Text shown:
——

I want simply to reiterate my commitment that, subject to discussions with the water industry next Tuesday, I will come back and give time should the hon. Lady or other hon. Members think amendments are needed subsequently. The water industry should be able to indicate whether it is reassured or not.
I am most grateful. As we learned this morning, the problem is that the Governments track record on issuing guidance is woeful. We are still waiting for the guidance to be issued on the adoption of private drains and sewers. We are told that that is on target to be brought in by 2011.
On a point of order, Lady Winterton. Can we confirm whether it would be in order to table on Report amendments similar to those we are discussing?
I am most grateful.
The Ministers letter and remarks show that we are still in a bit of a muddle on this matter, and we seek clarification in the Bill. We do not want water and sewerage companies just to be consulted on guidance, but for the guidance to stipulate that they will set conditions. Can the Minister give us a commitment in Committee that water and sewerage companies will be in a position to set conditions, so that they can advise the planning bodythe SAB? That goes to the heart of the Bill. I believe that the developer and the owners of the new houses on a major new development should pay. Any costs that arise from works to the infrastructure owned by the water and sewerage companiesbecause of the potential for surface water relating to the major new development to come into the sewerage systemshould under no circumstances fall to existing customers. Is the Minister prepared to put that commitment on record? He shakes his head, so I am afraid that he does not satisfy us.
Furthermore, the Minister just said that the arrangements for funding the SuDS approval body have yet to be agreed. He has gained a great deal of celebrity and popularity during the Committees proceedings, and I hope that he is not now playing us for fools. Why should we let this part of the Bill go without an assurance about what the funding will be and who will provide it? He knows that the so-called SuDS approving bodies, namely local authorities, have made representations at every opportunity, saying that they do not have the necessary funds.

——

[Stored dataset rows]

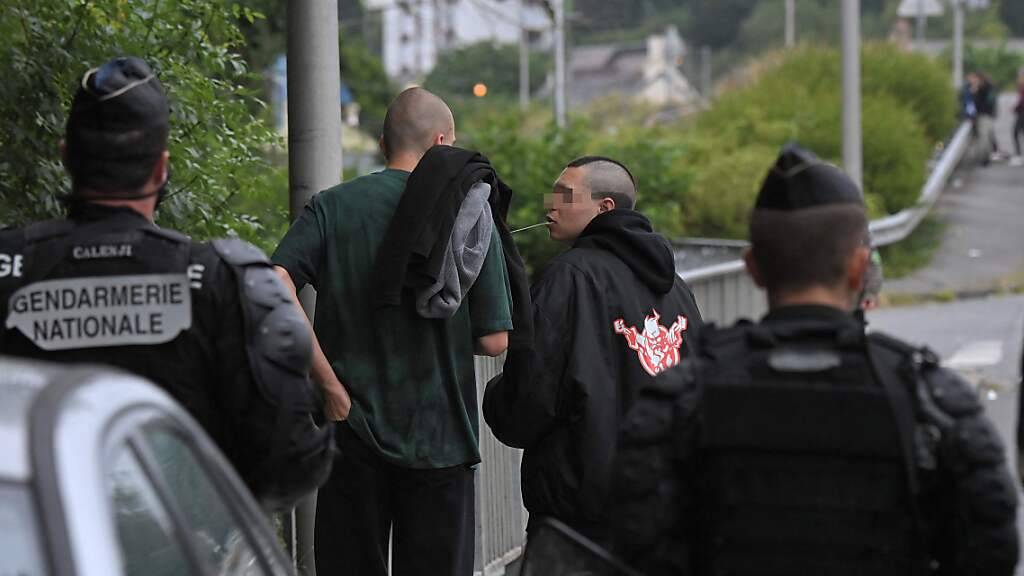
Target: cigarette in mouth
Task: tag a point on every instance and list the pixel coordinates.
(529, 227)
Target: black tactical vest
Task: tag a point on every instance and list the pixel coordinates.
(801, 468)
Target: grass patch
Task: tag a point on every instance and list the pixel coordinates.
(915, 251)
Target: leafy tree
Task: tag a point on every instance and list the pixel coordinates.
(496, 66)
(216, 140)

——

What to work on:
• 1. According to the debate excerpt, by when is the guidance on the adoption of private drains and sewers said to be on target to be brought in?
• 2. Write out the rows from the line holding "Target: grass patch" through the end of the rows, inclusive, unchanged.
The debate excerpt and the rows are unrelated material.

Exercise results:
• 1. By 2011.

• 2.
Target: grass patch
Task: tag a point on every instance and list the pixel coordinates.
(915, 251)
Target: leafy tree
Task: tag a point on every instance and list the pixel coordinates.
(496, 66)
(216, 140)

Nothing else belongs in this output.